**TO DO:** Render the entry from the line with "For every instance of the decorative" to the line with "pixel 233 189", both lines included, as a two-column CSV with the header columns input and output and one row per entry. Put the entry's text in input and its answer in output, each as one quoted field with line breaks replaced by spaces.

**SUPPLIED ENTRIES:**
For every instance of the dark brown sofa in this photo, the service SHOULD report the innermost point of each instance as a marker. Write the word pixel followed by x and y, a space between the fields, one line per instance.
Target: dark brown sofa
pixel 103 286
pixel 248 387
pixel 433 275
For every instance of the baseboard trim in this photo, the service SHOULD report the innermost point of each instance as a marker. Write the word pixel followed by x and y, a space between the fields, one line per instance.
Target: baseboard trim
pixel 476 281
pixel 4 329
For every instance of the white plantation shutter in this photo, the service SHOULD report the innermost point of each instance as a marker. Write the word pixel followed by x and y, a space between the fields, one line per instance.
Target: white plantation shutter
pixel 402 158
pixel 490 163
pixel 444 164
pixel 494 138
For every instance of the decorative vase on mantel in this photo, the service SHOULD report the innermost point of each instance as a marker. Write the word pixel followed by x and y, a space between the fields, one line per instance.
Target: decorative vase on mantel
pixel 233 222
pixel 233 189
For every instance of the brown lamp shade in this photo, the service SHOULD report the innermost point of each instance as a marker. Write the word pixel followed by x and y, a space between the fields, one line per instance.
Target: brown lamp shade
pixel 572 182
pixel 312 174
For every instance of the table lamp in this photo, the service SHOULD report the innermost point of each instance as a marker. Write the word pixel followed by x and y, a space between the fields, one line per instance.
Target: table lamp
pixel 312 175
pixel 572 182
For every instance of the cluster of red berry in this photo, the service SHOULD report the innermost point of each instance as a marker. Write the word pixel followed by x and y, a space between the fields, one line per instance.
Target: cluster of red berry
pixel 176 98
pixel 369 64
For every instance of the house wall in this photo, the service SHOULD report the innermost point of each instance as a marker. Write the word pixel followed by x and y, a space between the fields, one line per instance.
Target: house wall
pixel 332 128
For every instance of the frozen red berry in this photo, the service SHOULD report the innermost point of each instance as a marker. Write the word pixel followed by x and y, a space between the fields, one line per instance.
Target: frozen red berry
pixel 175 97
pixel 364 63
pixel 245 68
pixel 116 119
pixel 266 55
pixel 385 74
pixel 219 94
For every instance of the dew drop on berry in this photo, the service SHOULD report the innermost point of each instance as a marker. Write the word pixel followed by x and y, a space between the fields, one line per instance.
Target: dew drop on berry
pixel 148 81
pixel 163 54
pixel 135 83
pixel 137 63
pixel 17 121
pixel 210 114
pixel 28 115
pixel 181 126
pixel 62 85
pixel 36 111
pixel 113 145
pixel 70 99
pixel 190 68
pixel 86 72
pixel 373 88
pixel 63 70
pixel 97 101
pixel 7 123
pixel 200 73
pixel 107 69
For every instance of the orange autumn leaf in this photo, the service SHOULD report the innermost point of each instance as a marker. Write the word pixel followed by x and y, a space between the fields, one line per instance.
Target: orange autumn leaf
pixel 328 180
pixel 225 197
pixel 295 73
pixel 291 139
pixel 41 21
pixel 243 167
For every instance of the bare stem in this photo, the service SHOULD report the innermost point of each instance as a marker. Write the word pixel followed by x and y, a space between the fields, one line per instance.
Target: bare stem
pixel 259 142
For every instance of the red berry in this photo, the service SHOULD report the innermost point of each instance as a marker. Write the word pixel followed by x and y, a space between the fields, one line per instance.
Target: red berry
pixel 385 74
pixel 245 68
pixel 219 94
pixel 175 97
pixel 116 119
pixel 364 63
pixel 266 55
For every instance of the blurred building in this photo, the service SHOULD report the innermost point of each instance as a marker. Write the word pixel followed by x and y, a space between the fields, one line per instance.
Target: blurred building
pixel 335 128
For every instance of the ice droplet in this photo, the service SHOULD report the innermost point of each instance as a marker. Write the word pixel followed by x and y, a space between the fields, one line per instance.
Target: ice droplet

**THE ANSWER:**
input,output
"For every instance of the decorative vase on mantel in this photo, the service SHOULD report the innermost point of each instance as a marker. Write the word pixel followed by x and y, a space between the fields, one line per instance. Target: decorative vase on mantel","pixel 233 222 pixel 233 189"